- WRITTEN PROBLEM: Select and copy every line of the items below that contains the string "doorway", matching case exactly.

- DATA SHOWN:

Start

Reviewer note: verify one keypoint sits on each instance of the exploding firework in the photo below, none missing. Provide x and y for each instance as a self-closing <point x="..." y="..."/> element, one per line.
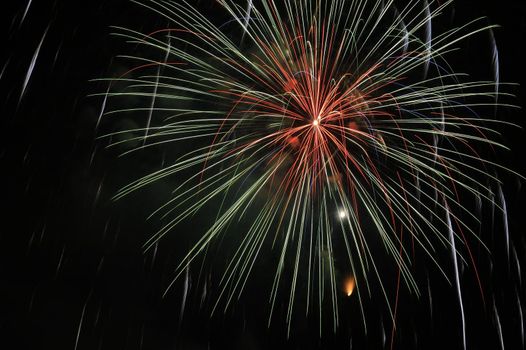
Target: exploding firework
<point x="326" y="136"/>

End
Start

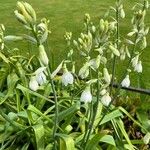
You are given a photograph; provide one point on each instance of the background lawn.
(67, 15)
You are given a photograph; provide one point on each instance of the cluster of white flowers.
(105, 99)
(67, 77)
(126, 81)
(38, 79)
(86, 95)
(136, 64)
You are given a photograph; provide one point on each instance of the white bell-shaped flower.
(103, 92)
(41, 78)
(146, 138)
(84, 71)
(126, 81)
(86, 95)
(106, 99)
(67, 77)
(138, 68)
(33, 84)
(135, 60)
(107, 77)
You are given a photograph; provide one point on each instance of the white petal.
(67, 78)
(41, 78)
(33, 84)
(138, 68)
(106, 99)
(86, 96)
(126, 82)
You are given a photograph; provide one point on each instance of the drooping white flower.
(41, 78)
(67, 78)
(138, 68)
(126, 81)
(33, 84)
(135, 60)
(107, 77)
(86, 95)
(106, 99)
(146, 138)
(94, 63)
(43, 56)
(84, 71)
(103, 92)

End
Start

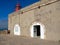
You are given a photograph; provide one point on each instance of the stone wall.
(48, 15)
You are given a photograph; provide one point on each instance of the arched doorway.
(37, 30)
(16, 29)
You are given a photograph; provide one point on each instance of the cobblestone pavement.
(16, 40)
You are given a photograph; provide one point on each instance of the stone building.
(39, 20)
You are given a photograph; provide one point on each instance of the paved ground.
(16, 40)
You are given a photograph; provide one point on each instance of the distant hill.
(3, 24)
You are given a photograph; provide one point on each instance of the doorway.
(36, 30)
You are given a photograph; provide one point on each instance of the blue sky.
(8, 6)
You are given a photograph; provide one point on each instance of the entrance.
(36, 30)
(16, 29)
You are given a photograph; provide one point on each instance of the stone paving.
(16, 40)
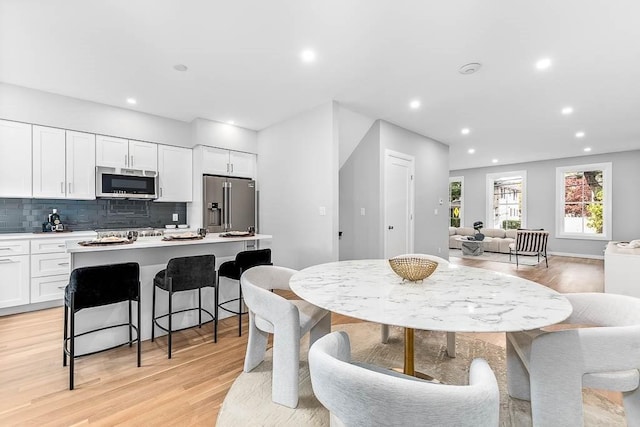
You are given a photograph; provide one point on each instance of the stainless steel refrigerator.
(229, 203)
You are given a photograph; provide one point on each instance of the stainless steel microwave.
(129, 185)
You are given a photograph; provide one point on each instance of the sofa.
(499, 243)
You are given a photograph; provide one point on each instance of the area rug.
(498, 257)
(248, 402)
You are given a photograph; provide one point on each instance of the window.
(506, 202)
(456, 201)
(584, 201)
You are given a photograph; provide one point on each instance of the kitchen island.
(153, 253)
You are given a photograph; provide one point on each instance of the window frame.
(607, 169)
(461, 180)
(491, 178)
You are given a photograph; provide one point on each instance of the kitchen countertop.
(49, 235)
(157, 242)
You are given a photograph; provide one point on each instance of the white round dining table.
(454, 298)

End

- RESULT OF THE TASK:
You are given a photograph; provide one point on each instance of the arched doorway.
You are given a photograph; provide one point on each instance of the doorway.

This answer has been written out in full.